**À faire**
**a.** Dans l'extrait sur la destitution du président péruvien, combien de députés ont voté pour destituer Martin Vizcarra ?
**b.** Écrivez la suite de l'extrait sur la destitution du président péruvien, juste après sa dernière phrase.

Accusé d'avoir manipulé des témoins dans une enquête portant sur des soupçons de corruption, le président du Pérou, Martin Vizcarra, reste au pouvoir après l'échec de la procédure de destitution le visant au Parlement.
Le président péruvien, Martin Vizcarra, a échappé à la destitution pour "incapacité morale", ses adversaires n'étant pas parvenus à rassembler le nombre de voix suffisant pour le renverser, vendredi 18 septembre, au Parlement.
Les voix de 87 parlementaires sur les 130 qui composent le Parlement monocaméral du Pérou étaient nécessaires pour destituer le président de centre droit, au pouvoir depuis 2018.
À l'issue de dix heures de débat, seuls 32 députés se sont prononcés pour entériner la procédure de destitution initiée la semaine dernière par ce même Parlement à la suite d'accusations de manipulation de témoins dans une enquête pour des soupçons de corruption.
L'affaire porte sur l'embauche d'un chanteur par le ministère de la Culture, la justice soupçonnant l'artiste d'avoir bénéficié d'un contrat de complaisance.

**Données fournies**
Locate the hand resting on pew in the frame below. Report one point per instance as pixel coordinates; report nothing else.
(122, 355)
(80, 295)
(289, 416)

**Réponses**
**a.** Seuls 32 députés.

**b.**
Des enregistrements audio dans lesquels Martin Vizcarra demande à des témoins de mentir avaient précipité le vote d'une motion du Parlement, 65 parlementaires, sur les 52 requis, ayant demandé d'enclencher la procédure de destitution.
"La rapidité avec laquelle ce processus a été mené reflète une crise des institutions qui discrédite davantage le système démocratique aux yeux du peuple", estime l'analyste politique Augusto Alvarez Rodrich, interrogé par l'AFP.
"Le président a menti à la population"
À l'ouverture des débats vers 10 h locales (15 h GMT), Martin Vizcarra s'est rendu au Parlement pour plaider sa cause, bien qu'il n'y soit pas tenu par la loi : "Je ne pars pas, je ne l'ai pas fait avant et je ne vais pas le faire maintenant", a-t-il déclaré. Mais il s'est ensuite retiré, laissant la parole à son avocat, Me Roberto Pereira, qui a demandé "le rejet" de la procédure "car elle souffre d'un manque de caractérisation des faits".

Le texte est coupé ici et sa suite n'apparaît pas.